_Excerpt provided_
================================
# Shelter and Toys?!



## CountryCrazy (Feb 28, 2013)

I'm looking for ideas/info on goat housing and toys/playgrounds. I am getting 2 Nigerian doelings, a mini Nubian buckling, 2 fainting weathers. I was wondering how much space they will need in a barn or shed, for the winter. And what kind of flooring is best. Also I would love toy/playground ideas and pics would be great. I want to be totally prepared for when I get them.


----------



## OwnedByTheGoats (Mar 7, 2013)

Well, for the toys, you can use almost anything and they "instinctively" want to DESTROY it! Even if it is just yourself.  For the little kidlets, we have a few of those ugly, white, plastic porch chairs. The seem to love them, especially when they are knocked over. That creates a see-saw. We don't really have toys for the grow-ups, but my ND doe does love to climb in her hay feeder (papas an chair. LOL), and so do the babies. I have seen a boat load of people use wooden spools, also.


----------



## FarmerJen (Oct 18, 2012)

I made a "jungle gym" for my does out of some spools and scrap lumber I had laying around. Put comp roofing on the ramps to help with hoof care. Not the greatest pic of it... but hopefully it helps. They also have an "igloo" type dog house that they like climbing on/in.


----------



## Jigglypuff598 (Jan 9, 2013)

Goats love teeter totters but I have heard several stories about baby goats getting squashed from being under the wrong end with goats are playing on them.


----------



## CountryCrazy (Feb 28, 2013)

Cool jungle gym I gotta find me some spools!


----------



## OwnedByTheGoats (Mar 7, 2013)

/\ Me too!


----------



## goatgirl132 (Oct 18, 2012)

Bricks make awesome toys and i found out my wethers for show last year loved feed bags so i always kept a feedbag in their pen its bc it makes noise


----------



## happybleats (Sep 12, 2010)

Little tykes climbing toys with slides...glue Comp Shingles on the slide to help keep hooves in shape : ) anything to climb and play king of the mountain that can not be knocked over is great...we pull in huge tree limbs for them to climb...currently the babies love to break into the yard and poop all over my porch,,sleep in the dog houses and jump on the patio furniture...so you see.....like a kid with a great new toy who rather play with the box...Goats will find what they like : )
================================
_Extracted material_
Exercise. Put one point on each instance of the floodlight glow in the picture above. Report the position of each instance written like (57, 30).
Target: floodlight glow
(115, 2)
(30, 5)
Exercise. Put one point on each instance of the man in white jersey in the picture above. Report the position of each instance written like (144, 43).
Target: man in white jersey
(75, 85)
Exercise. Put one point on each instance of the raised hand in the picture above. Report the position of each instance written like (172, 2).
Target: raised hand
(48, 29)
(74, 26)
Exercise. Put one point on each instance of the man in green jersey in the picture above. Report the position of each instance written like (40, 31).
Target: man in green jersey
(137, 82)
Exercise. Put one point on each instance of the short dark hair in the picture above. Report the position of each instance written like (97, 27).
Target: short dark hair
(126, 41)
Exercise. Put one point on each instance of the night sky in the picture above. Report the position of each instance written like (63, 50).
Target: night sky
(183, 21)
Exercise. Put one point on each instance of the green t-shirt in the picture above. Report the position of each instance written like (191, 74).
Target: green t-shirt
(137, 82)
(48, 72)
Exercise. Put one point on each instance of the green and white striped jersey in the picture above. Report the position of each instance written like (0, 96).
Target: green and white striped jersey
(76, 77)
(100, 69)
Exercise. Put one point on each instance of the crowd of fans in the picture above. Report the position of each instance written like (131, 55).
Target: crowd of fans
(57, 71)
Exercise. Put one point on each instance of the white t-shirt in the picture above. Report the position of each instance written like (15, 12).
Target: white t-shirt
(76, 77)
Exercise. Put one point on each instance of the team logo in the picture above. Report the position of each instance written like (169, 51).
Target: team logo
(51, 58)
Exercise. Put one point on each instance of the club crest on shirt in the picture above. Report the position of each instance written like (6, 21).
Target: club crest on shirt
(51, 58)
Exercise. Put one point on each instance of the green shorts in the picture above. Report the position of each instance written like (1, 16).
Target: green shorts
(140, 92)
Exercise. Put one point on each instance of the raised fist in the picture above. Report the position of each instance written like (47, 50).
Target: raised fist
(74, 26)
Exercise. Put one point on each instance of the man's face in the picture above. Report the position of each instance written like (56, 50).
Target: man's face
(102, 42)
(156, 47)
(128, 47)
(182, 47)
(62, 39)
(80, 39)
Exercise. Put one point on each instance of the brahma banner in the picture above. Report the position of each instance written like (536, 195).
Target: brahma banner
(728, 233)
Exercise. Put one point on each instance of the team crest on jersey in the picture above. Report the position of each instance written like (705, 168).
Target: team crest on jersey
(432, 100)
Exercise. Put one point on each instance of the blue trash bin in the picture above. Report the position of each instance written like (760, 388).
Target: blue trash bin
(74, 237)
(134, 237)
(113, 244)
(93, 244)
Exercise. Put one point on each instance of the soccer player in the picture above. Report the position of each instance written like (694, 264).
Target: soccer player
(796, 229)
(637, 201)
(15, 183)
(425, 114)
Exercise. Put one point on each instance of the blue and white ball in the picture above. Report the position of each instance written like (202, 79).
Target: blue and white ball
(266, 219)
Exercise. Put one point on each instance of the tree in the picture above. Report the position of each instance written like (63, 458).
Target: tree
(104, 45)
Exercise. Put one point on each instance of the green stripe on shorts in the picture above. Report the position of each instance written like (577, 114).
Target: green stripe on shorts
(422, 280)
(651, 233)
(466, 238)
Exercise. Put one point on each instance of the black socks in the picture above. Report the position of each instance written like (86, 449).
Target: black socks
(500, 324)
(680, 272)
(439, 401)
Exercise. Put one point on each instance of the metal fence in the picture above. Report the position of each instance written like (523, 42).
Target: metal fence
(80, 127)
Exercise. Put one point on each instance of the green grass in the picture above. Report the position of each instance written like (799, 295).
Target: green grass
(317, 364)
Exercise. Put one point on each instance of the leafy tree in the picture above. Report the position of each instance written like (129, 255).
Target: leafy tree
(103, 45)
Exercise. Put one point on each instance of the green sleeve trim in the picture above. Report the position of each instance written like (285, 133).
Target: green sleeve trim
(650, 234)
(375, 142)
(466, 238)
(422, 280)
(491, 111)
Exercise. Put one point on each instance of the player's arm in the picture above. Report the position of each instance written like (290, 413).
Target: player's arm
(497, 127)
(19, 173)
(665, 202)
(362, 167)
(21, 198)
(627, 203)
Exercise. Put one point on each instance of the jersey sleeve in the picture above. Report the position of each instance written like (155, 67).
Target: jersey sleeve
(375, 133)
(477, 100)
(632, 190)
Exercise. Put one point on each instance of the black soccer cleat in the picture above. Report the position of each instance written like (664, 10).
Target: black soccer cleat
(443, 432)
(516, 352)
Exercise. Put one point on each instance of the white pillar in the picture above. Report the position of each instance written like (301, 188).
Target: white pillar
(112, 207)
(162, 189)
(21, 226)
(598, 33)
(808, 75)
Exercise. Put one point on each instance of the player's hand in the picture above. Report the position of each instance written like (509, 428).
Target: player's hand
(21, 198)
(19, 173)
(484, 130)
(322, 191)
================================
_What you will do_
**a.** In the forum thread on goat shelter and toys, what did FarmerJen put on the ramps of the jungle gym?
**b.** Swap "player's" for "athlete's" in the entries from the line with "Exercise. Put one point on each instance of the green sleeve" through the end of the entries, and give those lines again with everything else unchanged.

_Responses to the exercise_
**a.** Comp roofing, to help with hoof care.

**b.**
Exercise. Put one point on each instance of the green sleeve trim in the picture above. Report the position of each instance written like (285, 133).
Target: green sleeve trim
(650, 234)
(375, 142)
(466, 238)
(422, 280)
(491, 111)
Exercise. Put one point on each instance of the athlete's arm in the picture above. Report the position of each instance written like (290, 413).
Target: athlete's arm
(497, 127)
(19, 173)
(665, 202)
(362, 167)
(21, 198)
(627, 203)
Exercise. Put one point on each instance of the jersey sleeve in the picture above. Report the position of each instance written like (155, 67).
Target: jersey sleeve
(375, 133)
(477, 100)
(632, 190)
Exercise. Put one point on each instance of the black soccer cleat in the picture above. Report the position of each instance written like (664, 10).
Target: black soccer cleat
(443, 432)
(516, 352)
Exercise. Put one point on each instance of the white pillar in the picture above. Report the position of each instance written like (301, 188).
Target: white pillar
(112, 207)
(162, 189)
(21, 226)
(598, 33)
(808, 75)
Exercise. Put one point on each instance of the athlete's hand in the picture above. Report the position of each instance written like (509, 428).
Target: athlete's hand
(21, 198)
(19, 173)
(484, 130)
(322, 191)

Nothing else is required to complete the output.